Output the material below in its entirety, exactly as given.

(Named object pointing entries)
━━━━━━━━━━━━━━━━━━━━

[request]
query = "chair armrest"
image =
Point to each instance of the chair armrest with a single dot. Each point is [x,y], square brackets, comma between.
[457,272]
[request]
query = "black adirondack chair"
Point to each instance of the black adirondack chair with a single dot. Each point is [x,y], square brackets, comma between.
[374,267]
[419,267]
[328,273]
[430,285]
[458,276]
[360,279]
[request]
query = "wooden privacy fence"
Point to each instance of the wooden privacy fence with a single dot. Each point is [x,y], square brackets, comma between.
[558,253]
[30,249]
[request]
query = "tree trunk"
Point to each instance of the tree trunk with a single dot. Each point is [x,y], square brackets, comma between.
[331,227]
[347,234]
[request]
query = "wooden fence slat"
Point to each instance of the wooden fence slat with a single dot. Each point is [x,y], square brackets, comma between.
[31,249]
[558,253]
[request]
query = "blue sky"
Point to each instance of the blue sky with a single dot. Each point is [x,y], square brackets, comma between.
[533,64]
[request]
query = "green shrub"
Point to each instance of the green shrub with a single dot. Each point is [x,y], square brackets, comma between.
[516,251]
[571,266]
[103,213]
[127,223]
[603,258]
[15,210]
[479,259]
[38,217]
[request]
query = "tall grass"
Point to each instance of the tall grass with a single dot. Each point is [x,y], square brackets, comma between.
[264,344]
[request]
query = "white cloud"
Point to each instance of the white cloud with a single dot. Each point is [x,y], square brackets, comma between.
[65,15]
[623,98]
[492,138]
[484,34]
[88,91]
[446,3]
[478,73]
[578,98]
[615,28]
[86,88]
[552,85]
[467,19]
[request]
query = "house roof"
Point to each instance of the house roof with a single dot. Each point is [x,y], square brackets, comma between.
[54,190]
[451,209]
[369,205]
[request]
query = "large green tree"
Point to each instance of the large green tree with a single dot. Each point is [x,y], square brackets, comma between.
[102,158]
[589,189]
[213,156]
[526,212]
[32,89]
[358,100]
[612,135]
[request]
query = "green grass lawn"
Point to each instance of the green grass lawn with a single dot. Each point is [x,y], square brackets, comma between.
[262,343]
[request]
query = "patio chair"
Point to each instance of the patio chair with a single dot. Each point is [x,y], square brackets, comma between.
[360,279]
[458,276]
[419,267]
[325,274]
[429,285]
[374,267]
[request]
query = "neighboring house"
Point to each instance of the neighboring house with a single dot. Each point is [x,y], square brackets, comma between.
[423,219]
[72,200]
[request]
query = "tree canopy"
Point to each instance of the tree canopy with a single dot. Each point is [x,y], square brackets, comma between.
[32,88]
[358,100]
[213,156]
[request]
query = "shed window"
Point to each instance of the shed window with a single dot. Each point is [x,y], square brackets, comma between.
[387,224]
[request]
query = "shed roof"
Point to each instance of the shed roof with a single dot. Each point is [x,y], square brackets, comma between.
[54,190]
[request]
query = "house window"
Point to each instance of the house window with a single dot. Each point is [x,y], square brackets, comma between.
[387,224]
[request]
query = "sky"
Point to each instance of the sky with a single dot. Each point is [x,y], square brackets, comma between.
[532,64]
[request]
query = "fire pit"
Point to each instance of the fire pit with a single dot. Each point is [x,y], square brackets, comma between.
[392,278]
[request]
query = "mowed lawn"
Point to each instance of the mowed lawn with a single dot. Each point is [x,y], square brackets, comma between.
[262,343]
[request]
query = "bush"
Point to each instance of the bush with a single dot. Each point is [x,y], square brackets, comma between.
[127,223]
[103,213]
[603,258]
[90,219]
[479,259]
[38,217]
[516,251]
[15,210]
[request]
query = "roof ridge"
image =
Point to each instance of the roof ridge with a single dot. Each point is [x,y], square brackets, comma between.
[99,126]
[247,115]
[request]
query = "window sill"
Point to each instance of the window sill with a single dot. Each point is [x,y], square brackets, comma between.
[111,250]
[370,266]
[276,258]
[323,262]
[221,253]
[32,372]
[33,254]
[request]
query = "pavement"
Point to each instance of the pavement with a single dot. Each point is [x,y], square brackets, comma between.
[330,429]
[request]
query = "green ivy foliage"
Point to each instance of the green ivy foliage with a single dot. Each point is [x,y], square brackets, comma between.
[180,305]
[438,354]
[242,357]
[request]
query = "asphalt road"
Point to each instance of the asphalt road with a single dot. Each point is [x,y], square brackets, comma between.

━━━━━━━━━━━━━━━━━━━━

● **SOLUTION FOR THIS PROBLEM**
[request]
query = "chair armrest"
image =
Point to each instance of the chair armrest with a single dot. Each point is [x,y], square brackets, comma between.
[457,272]
[request]
query = "black adirondack chair"
Point to each instance of the black adirondack chair with a single dot. Each point is [x,y], square brackets, comma between.
[374,267]
[419,267]
[328,273]
[430,285]
[458,276]
[360,279]
[request]
query = "wooden privacy fence"
Point to each instance of the wooden privacy fence with a single dot. Each point is [x,y], square brackets, comma between.
[558,253]
[30,249]
[request]
query = "tree trunk"
Point to each instance of the tree trunk with a single dot. Each point is [x,y], square brackets, comma between.
[331,227]
[347,234]
[request]
query = "wooden fence slat"
Point to each instance of the wooden fence slat with a single dot. Each point is [x,y], square brackets, comma between.
[31,249]
[558,253]
[request]
query = "blue sky"
Point to each instance of the blue sky with a single dot. Each point is [x,y], square brackets, comma between.
[533,64]
[request]
query = "green shrub"
Point to each instance of the green shrub with a single dot. Each point is [x,y], square brackets, comma between.
[516,251]
[571,266]
[103,213]
[127,223]
[603,258]
[15,210]
[479,259]
[38,217]
[request]
query = "tall grass"
Point to each instance of the tall grass with a single dot. Each point is [x,y], square brackets, comma between.
[264,344]
[request]
query = "white cloud"
Point to each instance of the white cloud with a single dot. Each point is [x,y], square brackets, comma between.
[65,15]
[623,98]
[492,138]
[484,34]
[88,91]
[446,3]
[478,73]
[578,98]
[615,28]
[86,88]
[552,85]
[467,19]
[request]
query = "house roof"
Point to each instance of the house roof with a single dot. Each point is [x,y], square brackets, comma between.
[54,190]
[451,209]
[369,205]
[request]
query = "large green tree"
Point to each instance of the large green tree with a single dot. Each point is [x,y], square brackets, comma between.
[102,158]
[589,189]
[213,156]
[526,212]
[32,89]
[358,100]
[612,135]
[request]
query = "green grass lawn"
Point to each instance of the green grass lawn with a single dot. Each point is [x,y], square brackets, comma between.
[262,343]
[request]
query = "patio chair"
Point to each instance of the patio chair with a single dot. Each point is [x,y], square brackets, comma between.
[360,279]
[458,276]
[419,267]
[325,274]
[429,285]
[374,267]
[request]
query = "neighboring house"
Point to each instance of the neighboring house with a single dot. Each point is [x,y], square brackets, comma between.
[423,219]
[72,200]
[request]
query = "tree canopy"
Point to each instance of the tree canopy with a single dot. Each point is [x,y], square brackets, comma between.
[32,88]
[358,100]
[213,156]
[request]
query = "shed window"
Point to each instance of the shed window with a single dot. Each point is [x,y], square brackets, comma between.
[387,224]
[request]
query = "shed roof"
Point to each instance of the shed roof with a single dot. Each point is [x,y], square brackets, comma between.
[54,190]
[request]
query = "house window"
Point to each instance of the house window with a single dot. Each point is [x,y], square brackets, comma between.
[387,224]
[request]
query = "sky"
Point to each instance of the sky with a single dot. Each point is [x,y], square brackets, comma between.
[532,64]
[request]
query = "fire pit"
Point to each instance of the fire pit with a single dot. Each point is [x,y], square brackets, comma between.
[392,278]
[request]
query = "mowed lawn"
Point to each instance of the mowed lawn with a single dot. Each point is [x,y], square brackets, comma between.
[262,343]
[request]
query = "bush"
Point to each instance of the bush with a single dot. Each point is [x,y], square brackets, comma between.
[127,223]
[103,213]
[603,258]
[90,219]
[479,259]
[38,217]
[516,251]
[15,210]
[request]
query = "roof ridge"
image =
Point to each instance of the roof ridge with a single dot. Each point is [x,y], square brackets, comma between.
[99,126]
[247,115]
[request]
query = "window sill"
Point to each instance of the window sill with a single dot. Each point is [x,y], square brackets, comma between.
[111,250]
[370,266]
[276,258]
[323,262]
[221,253]
[32,372]
[33,254]
[request]
query = "pavement"
Point to each instance of the pavement with a single dot. Each point is [x,y], square brackets, comma between.
[330,429]
[request]
query = "green ivy foliage"
Point to each instance of the green ivy foliage with a single dot. Each point is [x,y], square brackets, comma between.
[180,305]
[438,354]
[242,357]
[request]
query = "asphalt road"
Point to each instance of the asphalt road with a single dot. Each point is [x,y], square brackets, comma between.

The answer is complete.